**** Information supplied ****
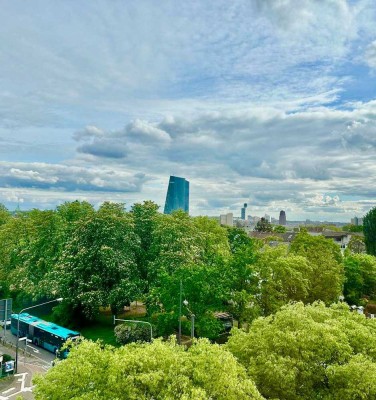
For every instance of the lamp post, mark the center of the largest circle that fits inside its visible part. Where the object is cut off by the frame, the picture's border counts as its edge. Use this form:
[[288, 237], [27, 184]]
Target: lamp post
[[138, 322], [18, 323], [180, 296]]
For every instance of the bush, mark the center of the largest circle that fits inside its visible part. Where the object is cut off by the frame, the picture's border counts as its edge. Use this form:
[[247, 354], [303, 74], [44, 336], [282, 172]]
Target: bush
[[132, 333]]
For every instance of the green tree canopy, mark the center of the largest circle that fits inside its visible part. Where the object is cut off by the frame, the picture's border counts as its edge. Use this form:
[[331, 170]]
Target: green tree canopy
[[160, 371], [360, 273], [98, 264], [325, 258], [282, 277], [306, 352]]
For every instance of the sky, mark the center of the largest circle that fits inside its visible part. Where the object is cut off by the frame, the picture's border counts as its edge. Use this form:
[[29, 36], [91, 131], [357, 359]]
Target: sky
[[265, 102]]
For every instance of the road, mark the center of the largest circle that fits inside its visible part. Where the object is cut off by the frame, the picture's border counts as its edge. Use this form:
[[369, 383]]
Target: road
[[33, 361]]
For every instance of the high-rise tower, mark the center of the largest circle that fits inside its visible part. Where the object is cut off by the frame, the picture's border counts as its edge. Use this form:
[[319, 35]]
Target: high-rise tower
[[282, 218], [243, 211], [177, 195]]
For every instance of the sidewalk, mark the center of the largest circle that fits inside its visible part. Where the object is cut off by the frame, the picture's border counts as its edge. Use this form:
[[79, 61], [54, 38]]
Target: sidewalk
[[20, 384]]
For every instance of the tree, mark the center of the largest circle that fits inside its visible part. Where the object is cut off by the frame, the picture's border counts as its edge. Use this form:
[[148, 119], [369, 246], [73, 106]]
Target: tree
[[263, 226], [160, 371], [325, 258], [281, 278], [132, 332], [352, 228], [360, 273], [369, 229], [145, 221], [98, 264], [356, 245], [240, 274], [204, 289], [306, 352]]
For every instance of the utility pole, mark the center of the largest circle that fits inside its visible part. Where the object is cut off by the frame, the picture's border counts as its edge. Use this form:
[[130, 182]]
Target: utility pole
[[180, 297]]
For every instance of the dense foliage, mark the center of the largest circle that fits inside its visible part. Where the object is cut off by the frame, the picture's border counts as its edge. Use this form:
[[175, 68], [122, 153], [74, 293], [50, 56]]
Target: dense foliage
[[369, 229], [309, 352], [160, 371]]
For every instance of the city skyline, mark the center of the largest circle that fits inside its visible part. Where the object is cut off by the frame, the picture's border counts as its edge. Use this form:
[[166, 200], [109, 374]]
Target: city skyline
[[177, 197], [271, 104]]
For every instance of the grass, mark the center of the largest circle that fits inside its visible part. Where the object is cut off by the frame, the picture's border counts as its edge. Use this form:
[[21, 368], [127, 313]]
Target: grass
[[103, 326]]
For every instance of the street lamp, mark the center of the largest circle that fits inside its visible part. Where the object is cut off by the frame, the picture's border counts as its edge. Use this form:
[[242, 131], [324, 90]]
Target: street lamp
[[185, 302], [60, 299], [138, 322]]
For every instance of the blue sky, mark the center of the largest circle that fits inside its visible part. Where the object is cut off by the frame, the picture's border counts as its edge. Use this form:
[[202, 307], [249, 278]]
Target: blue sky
[[270, 102]]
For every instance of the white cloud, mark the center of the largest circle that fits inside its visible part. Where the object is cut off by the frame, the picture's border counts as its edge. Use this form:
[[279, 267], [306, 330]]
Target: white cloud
[[370, 55]]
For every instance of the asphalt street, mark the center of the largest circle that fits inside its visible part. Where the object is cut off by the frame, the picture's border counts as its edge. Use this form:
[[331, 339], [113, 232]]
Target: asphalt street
[[31, 360]]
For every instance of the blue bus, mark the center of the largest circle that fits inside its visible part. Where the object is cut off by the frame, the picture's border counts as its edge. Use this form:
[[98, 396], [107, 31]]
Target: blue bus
[[42, 333]]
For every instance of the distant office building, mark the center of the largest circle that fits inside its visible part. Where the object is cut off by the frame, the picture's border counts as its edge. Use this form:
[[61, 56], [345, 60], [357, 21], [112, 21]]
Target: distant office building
[[177, 195], [227, 219], [243, 211], [357, 221], [282, 218]]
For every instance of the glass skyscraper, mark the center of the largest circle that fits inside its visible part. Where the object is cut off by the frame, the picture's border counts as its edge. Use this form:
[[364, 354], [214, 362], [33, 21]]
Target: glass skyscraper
[[177, 195]]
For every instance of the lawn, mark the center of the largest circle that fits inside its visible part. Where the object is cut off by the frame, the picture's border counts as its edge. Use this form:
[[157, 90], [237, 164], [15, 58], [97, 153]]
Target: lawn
[[103, 326]]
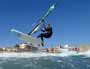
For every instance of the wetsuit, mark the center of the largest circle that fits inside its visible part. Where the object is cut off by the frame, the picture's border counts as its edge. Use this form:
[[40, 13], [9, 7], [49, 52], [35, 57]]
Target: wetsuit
[[46, 33]]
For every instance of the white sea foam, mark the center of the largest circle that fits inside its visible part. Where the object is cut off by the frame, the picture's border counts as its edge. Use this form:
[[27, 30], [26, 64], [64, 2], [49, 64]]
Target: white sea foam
[[41, 54]]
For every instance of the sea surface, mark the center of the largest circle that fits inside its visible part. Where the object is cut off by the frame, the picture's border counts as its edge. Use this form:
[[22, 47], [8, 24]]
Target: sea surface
[[39, 60]]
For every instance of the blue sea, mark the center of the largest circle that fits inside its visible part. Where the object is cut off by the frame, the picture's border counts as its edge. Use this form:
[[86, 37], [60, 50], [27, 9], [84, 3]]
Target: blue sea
[[39, 60]]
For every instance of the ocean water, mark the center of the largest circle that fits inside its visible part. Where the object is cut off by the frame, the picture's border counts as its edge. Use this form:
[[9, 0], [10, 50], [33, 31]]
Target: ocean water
[[39, 60]]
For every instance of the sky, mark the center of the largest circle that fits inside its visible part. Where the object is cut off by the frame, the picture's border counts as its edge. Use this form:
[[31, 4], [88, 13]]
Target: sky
[[70, 20]]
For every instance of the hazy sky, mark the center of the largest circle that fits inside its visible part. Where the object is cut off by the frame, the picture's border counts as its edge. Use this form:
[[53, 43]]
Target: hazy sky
[[70, 20]]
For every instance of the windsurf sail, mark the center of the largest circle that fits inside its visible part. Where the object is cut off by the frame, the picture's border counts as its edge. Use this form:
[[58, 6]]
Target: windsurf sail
[[39, 24]]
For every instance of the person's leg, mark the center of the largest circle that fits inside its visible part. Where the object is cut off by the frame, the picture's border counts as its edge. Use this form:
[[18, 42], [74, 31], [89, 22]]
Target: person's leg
[[42, 40]]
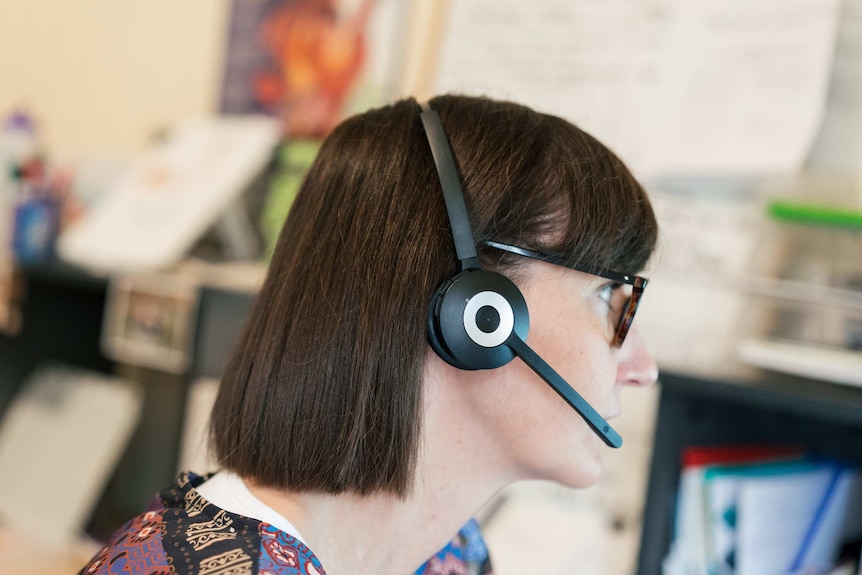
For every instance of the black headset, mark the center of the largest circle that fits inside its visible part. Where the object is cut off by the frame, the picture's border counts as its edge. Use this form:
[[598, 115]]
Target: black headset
[[478, 319]]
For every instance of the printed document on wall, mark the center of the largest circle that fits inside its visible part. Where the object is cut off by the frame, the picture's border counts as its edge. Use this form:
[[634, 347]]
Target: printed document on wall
[[671, 86]]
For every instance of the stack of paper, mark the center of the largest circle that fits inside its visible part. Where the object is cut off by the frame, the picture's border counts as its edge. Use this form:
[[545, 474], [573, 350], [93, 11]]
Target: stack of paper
[[762, 511]]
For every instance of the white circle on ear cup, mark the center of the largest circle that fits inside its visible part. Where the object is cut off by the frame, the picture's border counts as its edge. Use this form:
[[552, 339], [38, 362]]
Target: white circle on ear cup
[[504, 328]]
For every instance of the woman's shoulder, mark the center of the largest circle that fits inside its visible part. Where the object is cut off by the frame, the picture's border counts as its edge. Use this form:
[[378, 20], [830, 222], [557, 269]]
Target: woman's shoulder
[[466, 553], [181, 532]]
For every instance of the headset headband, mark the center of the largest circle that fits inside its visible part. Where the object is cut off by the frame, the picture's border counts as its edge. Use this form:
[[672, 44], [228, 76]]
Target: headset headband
[[453, 195]]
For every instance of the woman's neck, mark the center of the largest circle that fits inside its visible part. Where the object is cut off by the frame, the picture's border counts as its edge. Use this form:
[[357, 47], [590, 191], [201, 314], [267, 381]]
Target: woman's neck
[[383, 534]]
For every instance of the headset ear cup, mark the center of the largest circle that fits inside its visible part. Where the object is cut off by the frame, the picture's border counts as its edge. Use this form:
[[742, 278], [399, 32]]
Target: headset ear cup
[[452, 319], [435, 338]]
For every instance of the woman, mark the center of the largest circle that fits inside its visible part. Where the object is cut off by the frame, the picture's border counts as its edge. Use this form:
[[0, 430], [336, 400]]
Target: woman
[[349, 445]]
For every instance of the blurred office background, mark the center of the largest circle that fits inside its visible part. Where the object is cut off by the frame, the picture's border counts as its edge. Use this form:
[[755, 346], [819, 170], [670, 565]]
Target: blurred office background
[[150, 152]]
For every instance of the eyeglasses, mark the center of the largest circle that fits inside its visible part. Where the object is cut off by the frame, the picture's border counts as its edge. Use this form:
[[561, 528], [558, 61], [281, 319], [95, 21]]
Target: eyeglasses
[[638, 283]]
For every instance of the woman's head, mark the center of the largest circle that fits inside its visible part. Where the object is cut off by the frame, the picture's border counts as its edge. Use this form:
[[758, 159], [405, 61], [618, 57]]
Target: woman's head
[[324, 390]]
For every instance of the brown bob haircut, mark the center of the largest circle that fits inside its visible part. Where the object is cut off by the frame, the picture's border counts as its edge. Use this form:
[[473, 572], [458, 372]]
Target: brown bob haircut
[[323, 392]]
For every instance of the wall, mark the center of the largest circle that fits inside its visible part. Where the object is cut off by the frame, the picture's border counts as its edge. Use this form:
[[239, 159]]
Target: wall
[[106, 75]]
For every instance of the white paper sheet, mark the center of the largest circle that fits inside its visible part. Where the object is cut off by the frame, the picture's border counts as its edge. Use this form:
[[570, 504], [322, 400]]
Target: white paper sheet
[[671, 86], [774, 519]]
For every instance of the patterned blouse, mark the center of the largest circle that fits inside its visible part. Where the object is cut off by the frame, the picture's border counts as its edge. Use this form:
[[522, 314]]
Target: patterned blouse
[[181, 533]]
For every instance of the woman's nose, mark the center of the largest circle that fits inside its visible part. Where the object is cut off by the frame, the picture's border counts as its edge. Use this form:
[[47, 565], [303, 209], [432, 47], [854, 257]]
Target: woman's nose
[[636, 366]]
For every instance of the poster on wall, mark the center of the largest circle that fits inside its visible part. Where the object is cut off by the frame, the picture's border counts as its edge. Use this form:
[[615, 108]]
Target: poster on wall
[[312, 62]]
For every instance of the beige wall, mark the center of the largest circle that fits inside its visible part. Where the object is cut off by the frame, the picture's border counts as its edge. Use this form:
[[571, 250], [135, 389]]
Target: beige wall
[[104, 75]]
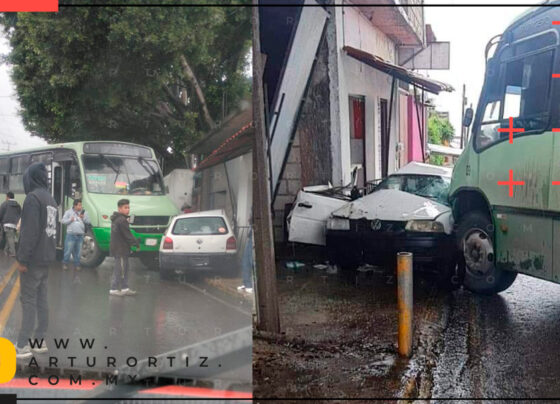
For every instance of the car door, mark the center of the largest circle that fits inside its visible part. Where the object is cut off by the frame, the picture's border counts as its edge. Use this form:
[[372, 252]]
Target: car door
[[200, 235]]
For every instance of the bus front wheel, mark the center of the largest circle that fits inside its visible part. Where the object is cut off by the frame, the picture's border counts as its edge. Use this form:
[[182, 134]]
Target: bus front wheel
[[475, 239], [92, 256]]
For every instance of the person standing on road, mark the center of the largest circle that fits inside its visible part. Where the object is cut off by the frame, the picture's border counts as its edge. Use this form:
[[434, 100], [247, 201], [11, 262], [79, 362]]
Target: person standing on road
[[247, 264], [121, 242], [36, 250], [76, 220], [10, 213]]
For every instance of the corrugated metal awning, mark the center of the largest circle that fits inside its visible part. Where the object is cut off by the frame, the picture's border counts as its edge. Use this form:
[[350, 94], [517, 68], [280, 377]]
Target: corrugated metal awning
[[430, 85]]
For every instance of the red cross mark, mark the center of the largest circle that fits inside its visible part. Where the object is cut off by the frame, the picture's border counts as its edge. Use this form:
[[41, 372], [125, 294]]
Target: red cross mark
[[511, 129], [511, 183]]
****
What you should do | Copy out again, with no changes, the lines of the records above, starting at the line that contains "For every instance of the brown" and ending at the line that contains "[[323, 392]]".

Written answer |
For every instance of the brown bob haircut, mark the center of the largest circle that fits inside its visible part. Where the object is cut off by the frame, the picture's border counts as its edge. Use this form:
[[473, 572], [458, 372]]
Target: brown bob haircut
[[323, 392]]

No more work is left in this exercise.